» **Исходный текст**:
Страница падает, постоянная 503-я ошибка. Мы диддосим страничку читального зала провинциального архива с таким упорством, как будто толкаемся в очереди за страшным дефицитом. А ведь не сетевые же мы злодеи, я точно знаю!
Видели бы вы нас: безобидные, с легкой чудачинкой любители тихой бумажной охоты и рыбалки
Но вот в таких виртуальных очередях я не бывал с 17-го года, когда пытался купить билет в «Лужники» на Аргентину с Лео Месси. А тут — просто стул и стол на семь рабочих часов в трех сотнях километров от Москвы, за которым ты получишь возможность полистать столетней давности бумагу, исписанную от руки. На моем веку опустели читальные залы библиотек, и переполненность читального зала архива — непонятна и неправдоподобна. Неужели нас так много? 385 рабочих человеко-мест, разбросанных по дням месяца, становятся доступны для бронирования в 9 утра, а заканчиваются максимум через пятнадцать минут.
Много ли нас? На форуме популярного «Всероссийского генеалогического древа» за первые десять лет работы, с 1999-го по 2009-й, зарегистрировались 30 тысяч человек. А за последние 15 лет их число выросло почти в 23 раза — там сейчас 684 тысячи посетителей, создавших более трех с половиной миллионов сообщений. Вместе с частниками, посильно копающими свою личную историю, там водятся профессиональные помощники, готовые за мзду с экскаваторным размахом добыть вам почти любые сведения из любого архива России и сопредельных стран.
На самом мощном из ресурсов, которые берутся вырастить ваше семейное древо «под ключ», гарантируют найти вам не менее 15 родичей за последний век, в противном случае — вернут 19 900 рублей (цена базового древа с учетом скидки), а максимально подробную родословную с двумя сотнями имен и тремя веками глубины изготовят вам в течение года за 299 тысяч — да, и тут тоже действует спецпредложение.

» **Задания**:
[1] Перепишите фрагмент исходного текста от «Видели бы вы» до «через пятнадцать минут.», заменив «семь» на «восемь».
[2] Сократите абзац исходного текста, начинающийся словами «Много ли нас?», и оформите его в виде списка, сохранив основные факты.
Следующие строки — самостоятельный материал, не связанный с исходным текстом.

(Строки о размещении точек)
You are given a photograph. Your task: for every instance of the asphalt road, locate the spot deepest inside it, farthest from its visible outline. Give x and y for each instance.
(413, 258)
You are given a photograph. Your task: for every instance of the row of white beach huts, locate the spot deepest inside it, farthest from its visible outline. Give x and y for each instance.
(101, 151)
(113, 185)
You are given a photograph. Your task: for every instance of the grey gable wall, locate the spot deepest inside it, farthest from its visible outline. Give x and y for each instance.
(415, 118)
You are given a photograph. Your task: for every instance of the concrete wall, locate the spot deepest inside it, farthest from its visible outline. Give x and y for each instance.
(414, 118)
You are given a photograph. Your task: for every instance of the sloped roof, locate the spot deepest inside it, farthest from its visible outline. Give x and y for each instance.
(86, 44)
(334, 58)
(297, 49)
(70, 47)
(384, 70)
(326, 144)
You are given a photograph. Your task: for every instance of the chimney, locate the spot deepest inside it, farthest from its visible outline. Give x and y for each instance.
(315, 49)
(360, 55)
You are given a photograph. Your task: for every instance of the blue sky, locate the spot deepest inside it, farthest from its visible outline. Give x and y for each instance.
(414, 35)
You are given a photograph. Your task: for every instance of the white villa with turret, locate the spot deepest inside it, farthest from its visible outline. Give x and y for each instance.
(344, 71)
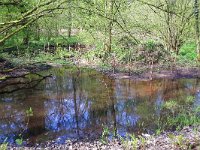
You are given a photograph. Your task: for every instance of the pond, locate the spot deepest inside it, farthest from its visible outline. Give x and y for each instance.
(79, 104)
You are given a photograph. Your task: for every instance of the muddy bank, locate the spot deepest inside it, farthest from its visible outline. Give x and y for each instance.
(187, 138)
(169, 74)
(8, 70)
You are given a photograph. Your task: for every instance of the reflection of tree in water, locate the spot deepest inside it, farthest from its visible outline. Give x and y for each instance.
(12, 123)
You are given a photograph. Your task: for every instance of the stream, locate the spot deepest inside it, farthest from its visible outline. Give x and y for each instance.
(79, 104)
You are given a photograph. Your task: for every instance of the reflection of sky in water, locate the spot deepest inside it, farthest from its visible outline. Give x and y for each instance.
(67, 116)
(12, 124)
(158, 104)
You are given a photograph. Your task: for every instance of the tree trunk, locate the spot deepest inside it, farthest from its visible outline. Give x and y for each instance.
(69, 19)
(196, 13)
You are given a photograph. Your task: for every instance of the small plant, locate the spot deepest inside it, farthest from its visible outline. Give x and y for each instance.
(134, 141)
(19, 141)
(189, 99)
(171, 105)
(4, 145)
(180, 141)
(104, 135)
(29, 112)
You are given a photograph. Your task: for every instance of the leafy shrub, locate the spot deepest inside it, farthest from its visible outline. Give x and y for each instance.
(188, 51)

» **Ответы по заданиям**:
[1]
Видели бы вы нас: безобидные, с легкой чудачинкой любители тихой бумажной охоты и рыбалки
Но вот в таких виртуальных очередях я не бывал с 17-го года, когда пытался купить билет в «Лужники» на Аргентину с Лео Месси. А тут — просто стул и стол на восемь рабочих часов в трех сотнях километров от Москвы, за которым ты получишь возможность полистать столетней давности бумагу, исписанную от руки. На моем веку опустели читальные залы библиотек, и переполненность читального зала архива — непонятна и неправдоподобна. Неужели нас так много? 385 рабочих человеко-мест, разбросанных по дням месяца, становятся доступны для бронирования в 9 утра, а заканчиваются максимум через пятнадцать минут.

[2]
- За первые десять лет работы, с 1999 по 2009 год, на форуме «Всероссийского генеалогического древа» зарегистрировались 30 тысяч человек.
- За последние 15 лет их число выросло почти в 23 раза и достигло 684 тысяч посетителей.
- Посетители форума создали более трёх с половиной миллионов сообщений.
- Помимо частников, изучающих свою историю, там есть профессиональные помощники, которые за плату добудут почти любые сведения из любого архива России и сопредельных стран.